- WRITTEN EXERCISE 1: Copy out every line of the records below that contains the word "grass".

##########

Note: This is a two-part series about Plan-B Theatre’s unconventional approach to holiday entertainment in two world premiere productions.
In the critically acclaimed box office success of the 2003 movie ‘Bad Santa,’ there were 300 profanities uttered, Santa is a small-time criminal and alcoholic, and the kid, as the late film critic Roger Ebert recalled, doesn’t “redeem the loser with his sweetness and simplicity, but attaches himself like those leeches on Bogart in ‘The African Queen’?”
The award-winning, well-acted 1999 French drama-comedy ‘La Bûche,’ named after the classic French Noel treat and with the American title of ‘Season’s Beatings,’ is scant in terms of holiday cheer. A woman’s second husband dies five days before Christmas and her three daughters join her at the funeral for support. However, the sisters have their own contentious relationships with each other, as memories of disappointing Christmases flood back along with the sense of alienation because the women are part of an extended family with some Jewish roots who happen to live in a heavily Catholic country.
Who says misfits can’t be mingled with the mistletoe? Or, more pointedly, as Canadian journalist Jeet Heer suggests, virtually every traditional Christmas television special is about “our attempt, often futile, to stave off the meaninglessness of existence.” In his words, the theme of Rudolph the Red-Nosed Reindeer is: “Anyone who is different will be shunned and destroyed unless they accidentally demonstrate social utility.”
Indeed, a pair of Plan-B Theatre’s holiday season productions suggest Christmas entertainment can shed its cliched traditional ornaments and even confront directly the season’s existential dread. First up is the ten-day run, starting Dec. 11, featuring one of playwright Julie Jensen’s newest plays, ‘Christmas with Misfits,’ a collection of four fast-paced short stories, each of which challenge a conventional truth about the holiday. Opening on the day before ‘Christmas with Misfits’ closes will be Elaine Jarvik’s ‘Marry Christmas,’ a celebratory docudrama heralding the first anniversary of the Kitchen decision which legalized same-sex marriage in Utah.
For most of its 24 years, Plan-B has been dark throughout the month of December but in the last two years, the company produced two critically successful holiday-themed episodes for its Radio Hour series different than traditional Christmas fare. Matthew Ivan Bennett adapted Sir Arthur Conan Doyle’s Sherlock Holmes and The Blue Carbuncle in a faithful tribute to the only story of the Holmes series set at Christmas. Last year, Eric Samuelsen’s original ‘Fairyana’ was a wickedly good story in the vein of the Bad Santa darker comedy genre about the cast for a children’s television show gearing up for a holiday episode.
A gifted playwright who has had more work produced outside of Utah than any local writer, Jensen, who quickly confesses her disdain for the holiday, builds the stories around dismantling artificial truths about Christmas, which she says long ago was uncoupled from any meaningful religious significance. Jensen says the play is a sort of “coming out” about expressing displeasure about the holiday. And, at more than a few points in the various stories, audience members, too, might be wondering why they insist on having selective amnesia as another holiday season approaches, forgetting about the previous experiences of disappointed gift recipients, insensitive family members, chaotic parties and dinners, and the unfulfilled expectations of striving to have the perfect Christmas.

##########

- WRITTEN EXERCISE 2:
Answer these from the article on Plan-B Theatre's holiday shows above:
(a) How many profanities are uttered in the 2003 movie 'Bad Santa'?
(b) On what date does the run of 'Christmas with Misfits' start?
(c) Who adapted Sherlock Holmes and The Blue Carbuncle for the Radio Hour series?

##########

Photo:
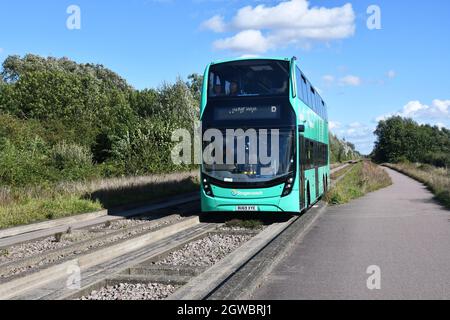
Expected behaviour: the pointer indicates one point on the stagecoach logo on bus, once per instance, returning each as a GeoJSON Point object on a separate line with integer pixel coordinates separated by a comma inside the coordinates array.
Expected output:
{"type": "Point", "coordinates": [236, 193]}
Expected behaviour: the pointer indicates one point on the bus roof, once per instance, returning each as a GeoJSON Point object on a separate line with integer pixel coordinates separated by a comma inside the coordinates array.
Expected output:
{"type": "Point", "coordinates": [250, 58]}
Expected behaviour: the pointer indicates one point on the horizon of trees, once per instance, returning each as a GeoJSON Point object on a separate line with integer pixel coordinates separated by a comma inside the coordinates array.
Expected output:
{"type": "Point", "coordinates": [404, 140]}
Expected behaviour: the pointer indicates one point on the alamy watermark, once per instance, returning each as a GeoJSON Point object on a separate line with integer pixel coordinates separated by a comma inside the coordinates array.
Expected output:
{"type": "Point", "coordinates": [73, 281]}
{"type": "Point", "coordinates": [374, 19]}
{"type": "Point", "coordinates": [226, 147]}
{"type": "Point", "coordinates": [73, 22]}
{"type": "Point", "coordinates": [374, 280]}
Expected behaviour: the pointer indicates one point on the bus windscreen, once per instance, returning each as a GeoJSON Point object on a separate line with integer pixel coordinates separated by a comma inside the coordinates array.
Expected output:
{"type": "Point", "coordinates": [249, 78]}
{"type": "Point", "coordinates": [258, 112]}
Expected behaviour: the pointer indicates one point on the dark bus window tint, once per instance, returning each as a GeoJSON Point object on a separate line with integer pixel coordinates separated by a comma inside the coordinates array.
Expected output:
{"type": "Point", "coordinates": [249, 78]}
{"type": "Point", "coordinates": [305, 89]}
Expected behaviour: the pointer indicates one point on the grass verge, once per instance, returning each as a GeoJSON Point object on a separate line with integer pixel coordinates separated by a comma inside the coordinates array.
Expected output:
{"type": "Point", "coordinates": [436, 179]}
{"type": "Point", "coordinates": [35, 204]}
{"type": "Point", "coordinates": [361, 179]}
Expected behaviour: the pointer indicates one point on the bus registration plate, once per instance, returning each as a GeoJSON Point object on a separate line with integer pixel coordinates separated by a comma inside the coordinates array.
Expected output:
{"type": "Point", "coordinates": [246, 208]}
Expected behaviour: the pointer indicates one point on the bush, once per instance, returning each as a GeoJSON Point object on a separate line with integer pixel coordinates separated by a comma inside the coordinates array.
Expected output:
{"type": "Point", "coordinates": [73, 162]}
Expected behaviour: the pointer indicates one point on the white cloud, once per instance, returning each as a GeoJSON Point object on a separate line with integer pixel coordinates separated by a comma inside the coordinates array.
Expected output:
{"type": "Point", "coordinates": [350, 80]}
{"type": "Point", "coordinates": [438, 110]}
{"type": "Point", "coordinates": [216, 24]}
{"type": "Point", "coordinates": [289, 22]}
{"type": "Point", "coordinates": [332, 125]}
{"type": "Point", "coordinates": [391, 74]}
{"type": "Point", "coordinates": [251, 41]}
{"type": "Point", "coordinates": [328, 79]}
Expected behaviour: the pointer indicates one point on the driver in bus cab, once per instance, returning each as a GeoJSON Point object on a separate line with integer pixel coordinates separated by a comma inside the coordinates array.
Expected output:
{"type": "Point", "coordinates": [234, 88]}
{"type": "Point", "coordinates": [218, 88]}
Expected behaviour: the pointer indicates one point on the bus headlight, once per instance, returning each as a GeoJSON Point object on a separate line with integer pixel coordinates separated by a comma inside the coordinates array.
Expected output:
{"type": "Point", "coordinates": [207, 186]}
{"type": "Point", "coordinates": [288, 186]}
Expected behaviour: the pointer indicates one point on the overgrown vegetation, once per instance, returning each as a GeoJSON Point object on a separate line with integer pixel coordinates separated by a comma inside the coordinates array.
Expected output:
{"type": "Point", "coordinates": [341, 150]}
{"type": "Point", "coordinates": [38, 203]}
{"type": "Point", "coordinates": [361, 179]}
{"type": "Point", "coordinates": [436, 179]}
{"type": "Point", "coordinates": [401, 140]}
{"type": "Point", "coordinates": [66, 127]}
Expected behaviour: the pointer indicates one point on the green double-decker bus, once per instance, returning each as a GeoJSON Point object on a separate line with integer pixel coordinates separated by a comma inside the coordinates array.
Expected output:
{"type": "Point", "coordinates": [286, 168]}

##########

- WRITTEN REPLY 1:
Expected behaviour: the pointer indicates one point on the grass verge, once per instance, returning each as a GeoJSON Point object on a separate line with integer pixel coordinates separated by a comma inside the coordinates array.

- WRITTEN REPLY 2:
(a) 300
(b) Dec. 11
(c) Matthew Ivan Bennett